● **課題**:
**a)** 文書抜粋の表で基礎IT知識の領域として挙げられているものをすべて列挙してください。
**b)** 文書抜粋から、「ネットワーク方式、通信プロトコル、データ通信と制御、ネットワーク管理など」以降「が試験範囲に含まれています。」までの全文を一字一句変えずに再掲してください。
**c)** 文書抜粋に基づき、以下の問いに答えてください。
(i) 冒頭では、ITエンジニアの種類は何によって分かれるとされているか。
(ii) 「トランザクション処理」が必要な基礎知識として挙げられている領域はどれか。
(iii) 基礎IT知識を効率的に身につける方法として活用が勧められている国家資格試験は何か。

IT技術者に共通して必要な基礎スキル

ITエンジニアには仕事内容や技術的な専門領域により、いくつかの種類があります。ここでは全ての職種に共通して必要とされる基礎スキルについて解説します。

基礎IT知識

領域

必要な基礎知識


ソフトウェア

OS、ミドルウェア、ファイルシステム、開発ツール、オープンソースなど


ハードウェア

メモリ、プロセッサ、バス、入出力デバイス、入出力装置などコンピューターの構成要素など


データベース

データベース方式、設計手法、データ操作、トランザクション処理など


ネットワーク

ネットワーク方式、通信プロトコル、データ通信と制御、ネットワーク管理など


セキュリティ

情報セキュリティの種類、情報セキュリティ管理方法、情報セキュリティ対策手法、情報セキュリティ技術評価方法など


基礎IT知識を身につけるにはいろいろな方法がありますが、国家資格試験である基本情報技術者試験を活用して勉強する方法が効率的です。基本情報技術者試験は、ITエンジニアの登竜門的な位置付けの資格であり、上記の基礎IT知識すべてが試験範囲に含まれています。

● **データ一覧**:

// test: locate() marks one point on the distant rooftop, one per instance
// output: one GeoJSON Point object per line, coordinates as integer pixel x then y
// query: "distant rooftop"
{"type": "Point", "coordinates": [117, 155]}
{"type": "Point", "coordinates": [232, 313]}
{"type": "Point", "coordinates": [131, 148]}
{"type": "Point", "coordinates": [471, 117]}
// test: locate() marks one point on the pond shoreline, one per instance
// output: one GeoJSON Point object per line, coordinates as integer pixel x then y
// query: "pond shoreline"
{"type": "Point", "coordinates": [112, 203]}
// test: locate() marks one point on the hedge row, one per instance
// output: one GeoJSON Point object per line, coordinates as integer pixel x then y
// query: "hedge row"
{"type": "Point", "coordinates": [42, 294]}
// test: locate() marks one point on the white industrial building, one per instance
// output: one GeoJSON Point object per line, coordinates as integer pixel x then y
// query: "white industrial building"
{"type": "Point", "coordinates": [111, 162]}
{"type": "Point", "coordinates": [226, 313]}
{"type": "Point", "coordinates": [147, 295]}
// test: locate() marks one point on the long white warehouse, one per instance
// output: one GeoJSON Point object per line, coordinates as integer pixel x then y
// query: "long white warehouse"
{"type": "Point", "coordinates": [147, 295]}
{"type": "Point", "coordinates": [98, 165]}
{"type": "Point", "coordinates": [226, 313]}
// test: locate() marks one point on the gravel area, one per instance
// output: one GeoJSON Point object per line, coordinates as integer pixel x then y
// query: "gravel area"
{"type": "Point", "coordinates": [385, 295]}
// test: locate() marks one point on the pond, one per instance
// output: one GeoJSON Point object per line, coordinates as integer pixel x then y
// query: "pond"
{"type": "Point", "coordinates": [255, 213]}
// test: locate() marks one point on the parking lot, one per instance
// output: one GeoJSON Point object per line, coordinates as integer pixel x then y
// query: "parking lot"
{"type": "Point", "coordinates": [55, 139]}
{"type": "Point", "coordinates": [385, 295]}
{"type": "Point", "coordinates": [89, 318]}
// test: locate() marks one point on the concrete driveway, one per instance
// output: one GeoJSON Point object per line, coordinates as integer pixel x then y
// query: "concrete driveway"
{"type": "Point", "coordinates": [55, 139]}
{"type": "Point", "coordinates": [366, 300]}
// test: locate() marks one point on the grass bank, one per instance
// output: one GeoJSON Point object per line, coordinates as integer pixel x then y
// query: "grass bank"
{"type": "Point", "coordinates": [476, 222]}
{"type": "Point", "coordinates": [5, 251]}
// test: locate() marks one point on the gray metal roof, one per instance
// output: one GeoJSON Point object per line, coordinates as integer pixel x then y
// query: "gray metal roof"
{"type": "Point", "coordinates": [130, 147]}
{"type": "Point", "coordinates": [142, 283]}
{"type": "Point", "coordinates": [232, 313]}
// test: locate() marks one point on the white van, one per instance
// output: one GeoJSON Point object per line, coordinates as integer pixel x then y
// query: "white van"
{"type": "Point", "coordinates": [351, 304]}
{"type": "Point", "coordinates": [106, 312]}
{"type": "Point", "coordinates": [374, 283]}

● **解答**:
**a)**
ソフトウェア
ハードウェア
データベース
ネットワーク
セキュリティ

**b)**
ネットワーク方式、通信プロトコル、データ通信と制御、ネットワーク管理など


セキュリティ

情報セキュリティの種類、情報セキュリティ管理方法、情報セキュリティ対策手法、情報セキュリティ技術評価方法など


基礎IT知識を身につけるにはいろいろな方法がありますが、国家資格試験である基本情報技術者試験を活用して勉強する方法が効率的です。基本情報技術者試験は、ITエンジニアの登竜門的な位置付けの資格であり、上記の基礎IT知識すべてが試験範囲に含まれています。

**c)**
(i) 仕事内容や技術的な専門領域
(ii) データベース
(iii) 基本情報技術者試験